→ **What you should do**
Output exactly, please, the lines of the records below from the one containing "lawn in this photo." through the final line.

→ **Records for the exercise**
=====

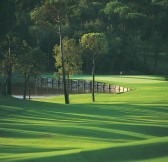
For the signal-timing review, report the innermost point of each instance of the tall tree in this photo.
(72, 57)
(96, 44)
(30, 62)
(55, 12)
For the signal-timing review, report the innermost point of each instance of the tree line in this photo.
(30, 40)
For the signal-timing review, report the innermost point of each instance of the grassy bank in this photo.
(131, 126)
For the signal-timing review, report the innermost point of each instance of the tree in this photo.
(72, 57)
(30, 62)
(96, 44)
(55, 12)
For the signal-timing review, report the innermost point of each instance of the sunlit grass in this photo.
(131, 126)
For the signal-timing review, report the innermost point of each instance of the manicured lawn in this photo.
(132, 126)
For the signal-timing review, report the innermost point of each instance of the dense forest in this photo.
(136, 31)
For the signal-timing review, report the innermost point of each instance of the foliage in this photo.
(95, 43)
(72, 57)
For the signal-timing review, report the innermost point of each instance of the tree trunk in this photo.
(93, 82)
(66, 96)
(25, 86)
(28, 85)
(9, 72)
(156, 55)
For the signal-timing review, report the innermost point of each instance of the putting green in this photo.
(131, 126)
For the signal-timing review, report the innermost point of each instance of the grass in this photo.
(132, 126)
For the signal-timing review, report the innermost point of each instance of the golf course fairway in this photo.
(131, 126)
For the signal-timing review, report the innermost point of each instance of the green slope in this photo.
(132, 126)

=====

→ **Worked solution**
For the signal-timing review, report the innermost point of each instance of the manicured lawn in this photo.
(132, 126)
For the signal-timing review, report the innermost point of each instance of the dense forest in this photo.
(136, 31)
For the signal-timing review, report the innermost point of each instance of the foliage in this photo.
(95, 43)
(72, 57)
For the signal-timing review, report the innermost point of each instance of the tree trunk in this photo.
(93, 82)
(66, 96)
(25, 86)
(28, 85)
(9, 72)
(156, 55)
For the signal-timing review, report the innermost point of each instance of the putting green in this photo.
(131, 126)
For the signal-timing review, report the innermost point of each instance of the grass in this photo.
(132, 126)
For the signal-timing review, report the innermost point of each instance of the golf course fairway in this photo.
(131, 126)
For the signal-timing review, report the innermost point of each instance of the green slope in this photo.
(132, 126)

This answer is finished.